PROBLEMS TO SOLVE —
1. In the passage on India's poverty line, what daily per-capita income caused a furore last year when it was treated as the threshold for "poor"?
2. Print the passage on India's poverty line from "32 a day was" up to and including "days a year)".
3. Write what comes next in the passage on India's poverty line, picking up after its final sentence.

SELECTED EXTRACT —
● ● ●

India may be a poor country but we all differ on what
"poor" is. There was a furore last year when a per-capita income of Rs.
32 a day was considered "poor" — because Rs. 32 buys you nearly nothing
these days. But that is hardly true if you consider the average size of a
household is four, and that this means the per-household line for
poverty is Rs. 128 per day. There is a more substantial Rs. 3,800 per
month, a figure that most of the people, who were outraged at the Rs. 32
per day, will find their household help earns per month. (And in fact,
around what the much-maligned rural employment guarantee scheme provides
for one household member for 100 days a year)

● ● ●

DATA ROWS —
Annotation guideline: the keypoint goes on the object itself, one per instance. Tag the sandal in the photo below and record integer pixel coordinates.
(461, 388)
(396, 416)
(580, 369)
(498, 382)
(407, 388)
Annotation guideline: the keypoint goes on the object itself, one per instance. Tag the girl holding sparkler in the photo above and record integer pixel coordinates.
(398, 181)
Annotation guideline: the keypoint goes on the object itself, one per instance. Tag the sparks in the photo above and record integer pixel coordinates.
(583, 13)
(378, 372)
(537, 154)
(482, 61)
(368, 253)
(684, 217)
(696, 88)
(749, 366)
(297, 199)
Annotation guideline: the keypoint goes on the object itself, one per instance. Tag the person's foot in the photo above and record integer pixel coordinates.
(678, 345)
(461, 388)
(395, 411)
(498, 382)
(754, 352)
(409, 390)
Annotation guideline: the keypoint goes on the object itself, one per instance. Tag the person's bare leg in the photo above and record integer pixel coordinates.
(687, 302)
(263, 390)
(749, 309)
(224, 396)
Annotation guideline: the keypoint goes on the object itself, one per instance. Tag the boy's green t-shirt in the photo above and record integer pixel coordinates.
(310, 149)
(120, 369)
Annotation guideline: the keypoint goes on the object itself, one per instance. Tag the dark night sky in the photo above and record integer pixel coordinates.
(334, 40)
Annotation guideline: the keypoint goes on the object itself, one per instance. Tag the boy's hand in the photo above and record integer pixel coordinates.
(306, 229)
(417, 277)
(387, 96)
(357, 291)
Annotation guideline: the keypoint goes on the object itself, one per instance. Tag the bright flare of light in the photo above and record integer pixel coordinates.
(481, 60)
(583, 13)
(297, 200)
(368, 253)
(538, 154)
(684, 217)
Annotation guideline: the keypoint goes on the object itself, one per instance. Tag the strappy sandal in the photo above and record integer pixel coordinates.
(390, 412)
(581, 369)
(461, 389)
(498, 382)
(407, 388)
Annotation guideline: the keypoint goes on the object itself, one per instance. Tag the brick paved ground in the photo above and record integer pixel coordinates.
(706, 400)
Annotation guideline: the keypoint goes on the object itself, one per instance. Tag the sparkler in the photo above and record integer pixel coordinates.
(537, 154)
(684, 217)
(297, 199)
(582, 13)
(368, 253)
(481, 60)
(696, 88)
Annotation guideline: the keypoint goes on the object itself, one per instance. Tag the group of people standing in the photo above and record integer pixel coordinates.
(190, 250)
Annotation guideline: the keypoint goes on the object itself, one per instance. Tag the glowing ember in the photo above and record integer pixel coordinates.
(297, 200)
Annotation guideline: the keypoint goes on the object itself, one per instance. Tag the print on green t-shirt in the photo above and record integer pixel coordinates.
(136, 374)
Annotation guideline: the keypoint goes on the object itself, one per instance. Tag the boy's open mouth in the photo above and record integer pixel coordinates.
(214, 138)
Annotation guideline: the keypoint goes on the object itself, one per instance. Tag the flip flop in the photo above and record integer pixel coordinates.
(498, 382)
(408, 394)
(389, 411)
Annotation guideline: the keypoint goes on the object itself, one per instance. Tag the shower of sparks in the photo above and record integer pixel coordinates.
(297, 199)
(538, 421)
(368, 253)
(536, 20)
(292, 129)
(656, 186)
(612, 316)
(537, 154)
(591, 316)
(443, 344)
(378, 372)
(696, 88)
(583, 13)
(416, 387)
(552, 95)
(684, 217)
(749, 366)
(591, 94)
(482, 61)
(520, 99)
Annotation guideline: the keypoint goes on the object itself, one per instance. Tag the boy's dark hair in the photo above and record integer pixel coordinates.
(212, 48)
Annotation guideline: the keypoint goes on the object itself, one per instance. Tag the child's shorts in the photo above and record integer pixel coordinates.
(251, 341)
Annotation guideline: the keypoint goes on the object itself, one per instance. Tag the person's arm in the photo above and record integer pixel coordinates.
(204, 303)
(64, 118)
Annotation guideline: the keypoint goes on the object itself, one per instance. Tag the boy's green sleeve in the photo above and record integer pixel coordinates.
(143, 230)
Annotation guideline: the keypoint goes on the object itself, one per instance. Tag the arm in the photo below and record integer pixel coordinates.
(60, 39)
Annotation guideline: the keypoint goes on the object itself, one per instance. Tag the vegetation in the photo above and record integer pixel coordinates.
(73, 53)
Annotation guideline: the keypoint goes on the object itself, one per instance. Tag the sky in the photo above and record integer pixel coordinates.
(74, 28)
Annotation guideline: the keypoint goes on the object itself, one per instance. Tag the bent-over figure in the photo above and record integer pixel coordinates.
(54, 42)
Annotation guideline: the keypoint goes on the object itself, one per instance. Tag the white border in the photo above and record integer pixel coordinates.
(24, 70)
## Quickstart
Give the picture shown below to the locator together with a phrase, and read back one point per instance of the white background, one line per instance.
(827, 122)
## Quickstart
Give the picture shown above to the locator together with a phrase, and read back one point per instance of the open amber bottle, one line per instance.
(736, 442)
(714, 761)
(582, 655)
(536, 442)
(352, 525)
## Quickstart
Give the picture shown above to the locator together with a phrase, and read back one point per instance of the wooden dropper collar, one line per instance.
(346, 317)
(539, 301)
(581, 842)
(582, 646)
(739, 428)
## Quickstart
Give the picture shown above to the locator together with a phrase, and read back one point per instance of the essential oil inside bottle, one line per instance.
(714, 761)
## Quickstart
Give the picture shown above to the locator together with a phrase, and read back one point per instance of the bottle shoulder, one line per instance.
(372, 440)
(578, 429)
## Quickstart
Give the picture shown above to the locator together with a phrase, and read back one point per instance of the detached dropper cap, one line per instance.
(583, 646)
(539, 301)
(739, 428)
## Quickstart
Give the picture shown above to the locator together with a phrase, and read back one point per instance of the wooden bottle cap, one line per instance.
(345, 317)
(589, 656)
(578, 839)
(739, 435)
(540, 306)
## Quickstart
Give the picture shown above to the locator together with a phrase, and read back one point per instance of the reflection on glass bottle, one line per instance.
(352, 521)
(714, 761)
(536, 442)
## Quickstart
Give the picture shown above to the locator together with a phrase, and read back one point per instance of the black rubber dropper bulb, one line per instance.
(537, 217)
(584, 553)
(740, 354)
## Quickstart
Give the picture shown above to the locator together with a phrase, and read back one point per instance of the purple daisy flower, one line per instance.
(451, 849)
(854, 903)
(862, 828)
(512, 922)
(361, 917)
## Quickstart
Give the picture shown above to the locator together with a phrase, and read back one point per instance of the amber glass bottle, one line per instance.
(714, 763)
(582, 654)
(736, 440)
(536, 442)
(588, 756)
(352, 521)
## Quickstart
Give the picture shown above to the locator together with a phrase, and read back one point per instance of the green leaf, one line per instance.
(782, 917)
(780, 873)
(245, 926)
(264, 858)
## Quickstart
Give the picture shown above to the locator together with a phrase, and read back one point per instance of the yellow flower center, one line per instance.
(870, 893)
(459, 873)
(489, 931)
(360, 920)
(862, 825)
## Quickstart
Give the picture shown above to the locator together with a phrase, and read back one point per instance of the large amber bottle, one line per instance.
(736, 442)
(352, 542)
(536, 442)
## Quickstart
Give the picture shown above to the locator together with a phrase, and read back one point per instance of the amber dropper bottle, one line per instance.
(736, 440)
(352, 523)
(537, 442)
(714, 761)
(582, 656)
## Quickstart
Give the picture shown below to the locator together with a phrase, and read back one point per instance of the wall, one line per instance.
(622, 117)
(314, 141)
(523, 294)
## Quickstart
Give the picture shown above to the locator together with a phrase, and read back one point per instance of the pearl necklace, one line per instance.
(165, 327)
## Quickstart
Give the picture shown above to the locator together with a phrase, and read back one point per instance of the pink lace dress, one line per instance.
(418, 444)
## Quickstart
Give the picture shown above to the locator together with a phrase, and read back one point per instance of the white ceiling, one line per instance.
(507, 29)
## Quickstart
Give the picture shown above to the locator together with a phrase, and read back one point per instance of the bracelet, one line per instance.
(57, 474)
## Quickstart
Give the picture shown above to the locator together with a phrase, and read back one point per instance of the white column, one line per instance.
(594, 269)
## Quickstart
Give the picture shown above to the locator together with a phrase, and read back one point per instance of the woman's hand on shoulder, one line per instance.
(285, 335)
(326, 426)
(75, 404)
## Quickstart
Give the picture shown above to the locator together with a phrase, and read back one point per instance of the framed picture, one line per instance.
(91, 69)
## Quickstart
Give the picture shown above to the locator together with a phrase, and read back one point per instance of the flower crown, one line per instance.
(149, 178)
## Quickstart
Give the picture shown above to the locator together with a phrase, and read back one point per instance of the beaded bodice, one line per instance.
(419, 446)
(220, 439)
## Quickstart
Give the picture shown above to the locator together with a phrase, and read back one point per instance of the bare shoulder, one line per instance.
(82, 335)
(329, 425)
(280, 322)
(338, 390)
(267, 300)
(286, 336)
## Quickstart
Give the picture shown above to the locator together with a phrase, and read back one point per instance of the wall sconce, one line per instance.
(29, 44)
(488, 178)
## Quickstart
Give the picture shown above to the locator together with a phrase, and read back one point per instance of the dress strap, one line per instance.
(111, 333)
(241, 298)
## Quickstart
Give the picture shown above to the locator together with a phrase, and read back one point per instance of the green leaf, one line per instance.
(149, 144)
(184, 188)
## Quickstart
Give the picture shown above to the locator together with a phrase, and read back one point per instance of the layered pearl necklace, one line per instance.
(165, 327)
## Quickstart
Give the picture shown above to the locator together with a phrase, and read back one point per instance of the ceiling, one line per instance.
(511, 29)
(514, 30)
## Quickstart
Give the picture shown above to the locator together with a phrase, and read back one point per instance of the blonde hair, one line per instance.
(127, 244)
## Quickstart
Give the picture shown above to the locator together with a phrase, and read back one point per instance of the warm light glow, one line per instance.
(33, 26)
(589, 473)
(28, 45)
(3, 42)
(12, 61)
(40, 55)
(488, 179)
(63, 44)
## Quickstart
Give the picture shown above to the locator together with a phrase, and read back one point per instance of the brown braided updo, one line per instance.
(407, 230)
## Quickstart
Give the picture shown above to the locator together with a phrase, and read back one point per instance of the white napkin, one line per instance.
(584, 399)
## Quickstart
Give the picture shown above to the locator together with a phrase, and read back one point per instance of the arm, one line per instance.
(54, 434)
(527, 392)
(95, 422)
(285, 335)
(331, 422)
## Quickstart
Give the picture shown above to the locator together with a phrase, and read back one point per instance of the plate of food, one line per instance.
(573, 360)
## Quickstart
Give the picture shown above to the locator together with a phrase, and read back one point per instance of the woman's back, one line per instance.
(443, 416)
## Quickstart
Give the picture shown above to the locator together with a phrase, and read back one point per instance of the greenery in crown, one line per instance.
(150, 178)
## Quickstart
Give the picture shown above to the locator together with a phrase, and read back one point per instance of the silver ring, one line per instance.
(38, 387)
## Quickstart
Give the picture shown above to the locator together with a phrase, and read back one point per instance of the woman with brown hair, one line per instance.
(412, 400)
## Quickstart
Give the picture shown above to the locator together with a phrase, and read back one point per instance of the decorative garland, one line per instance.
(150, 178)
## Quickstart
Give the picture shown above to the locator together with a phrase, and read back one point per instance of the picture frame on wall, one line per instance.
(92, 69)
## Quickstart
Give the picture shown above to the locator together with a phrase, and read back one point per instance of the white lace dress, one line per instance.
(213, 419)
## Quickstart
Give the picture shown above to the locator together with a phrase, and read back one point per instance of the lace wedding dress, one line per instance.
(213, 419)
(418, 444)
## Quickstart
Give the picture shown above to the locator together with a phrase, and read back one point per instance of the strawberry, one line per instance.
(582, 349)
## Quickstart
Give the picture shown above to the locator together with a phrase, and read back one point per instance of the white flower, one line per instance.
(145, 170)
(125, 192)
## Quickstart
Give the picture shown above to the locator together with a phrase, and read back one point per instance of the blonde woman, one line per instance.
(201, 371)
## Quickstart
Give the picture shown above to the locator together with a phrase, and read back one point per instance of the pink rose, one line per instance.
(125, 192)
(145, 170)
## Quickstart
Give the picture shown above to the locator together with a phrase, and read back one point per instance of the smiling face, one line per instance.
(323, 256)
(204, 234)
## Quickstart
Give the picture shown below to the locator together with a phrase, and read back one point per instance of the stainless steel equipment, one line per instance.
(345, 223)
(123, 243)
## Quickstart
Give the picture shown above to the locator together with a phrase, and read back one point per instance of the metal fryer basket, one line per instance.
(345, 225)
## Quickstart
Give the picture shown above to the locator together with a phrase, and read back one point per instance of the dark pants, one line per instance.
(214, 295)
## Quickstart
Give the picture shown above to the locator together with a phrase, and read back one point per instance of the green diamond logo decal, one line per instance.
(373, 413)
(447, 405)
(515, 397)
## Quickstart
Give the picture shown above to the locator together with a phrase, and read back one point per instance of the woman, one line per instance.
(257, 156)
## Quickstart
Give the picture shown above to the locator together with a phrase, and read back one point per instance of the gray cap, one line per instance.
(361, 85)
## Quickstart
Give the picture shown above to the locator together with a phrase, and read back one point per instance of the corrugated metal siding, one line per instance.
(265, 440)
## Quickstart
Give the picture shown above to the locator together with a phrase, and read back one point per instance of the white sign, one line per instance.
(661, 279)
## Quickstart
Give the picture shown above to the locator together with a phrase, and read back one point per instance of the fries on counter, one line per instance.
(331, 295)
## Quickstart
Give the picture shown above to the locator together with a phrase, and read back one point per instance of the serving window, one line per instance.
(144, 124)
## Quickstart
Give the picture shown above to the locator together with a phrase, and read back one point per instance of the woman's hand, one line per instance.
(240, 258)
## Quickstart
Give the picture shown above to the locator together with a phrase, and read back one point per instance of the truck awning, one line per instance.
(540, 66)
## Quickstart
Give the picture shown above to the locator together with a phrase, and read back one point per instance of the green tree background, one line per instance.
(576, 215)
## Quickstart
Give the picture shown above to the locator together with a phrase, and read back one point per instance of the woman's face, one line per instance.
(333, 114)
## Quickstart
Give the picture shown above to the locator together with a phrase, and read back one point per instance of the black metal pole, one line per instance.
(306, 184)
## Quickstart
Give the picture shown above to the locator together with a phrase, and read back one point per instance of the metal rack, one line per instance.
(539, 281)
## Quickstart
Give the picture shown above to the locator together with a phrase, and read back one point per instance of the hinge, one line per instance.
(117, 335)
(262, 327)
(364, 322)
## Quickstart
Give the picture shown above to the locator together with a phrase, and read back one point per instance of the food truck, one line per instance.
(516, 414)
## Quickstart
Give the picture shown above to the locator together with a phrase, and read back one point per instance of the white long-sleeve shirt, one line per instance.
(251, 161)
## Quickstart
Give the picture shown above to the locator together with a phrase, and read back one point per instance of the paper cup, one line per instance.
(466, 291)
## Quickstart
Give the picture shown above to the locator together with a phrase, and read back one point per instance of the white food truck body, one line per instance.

● ● ●

RESPONSE LIST —
1. Rs. 32 a day

2.
32 a day was considered "poor" — because Rs. 32 buys you nearly nothing
these days. But that is hardly true if you consider the average size of a
household is four, and that this means the per-household line for
poverty is Rs. 128 per day. There is a more substantial Rs. 3,800 per
month, a figure that most of the people, who were outraged at the Rs. 32
per day, will find their household help earns per month. (And in fact,
around what the much-maligned rural employment guarantee scheme provides
for one household member for 100 days a year)

3.
"Poor" is what you make of it. At a broad level, being poor means the
inability to afford what one would consider a basic necessity or
standard of living. What I might consider a basic necessity will be
different from someone else's; if I think access to clean toilets are a
basic human need, someone else might argue that there are indeed enough
people without clean toilets that have cable TV and refrigerators and
electricity in their homes, which makes them not poor. But the divergent
nature of opinion doesn't impact the creation and measurement of a
statistic; after all, we follow a Consumer Price Index to calculate
Consumer Inflation, regardless of whether we or anyone we know has the
50% expenditure on food that the CPI basket assumes we incur.So what then is the line between the not-so-poor and the poor? The Suresh Tendulkar committee argues that we must satisfy the needs:
- to be adequately nourished (Eat)
- to be decently clothed (Dress)
- to be reasonably sheltered (Shelter)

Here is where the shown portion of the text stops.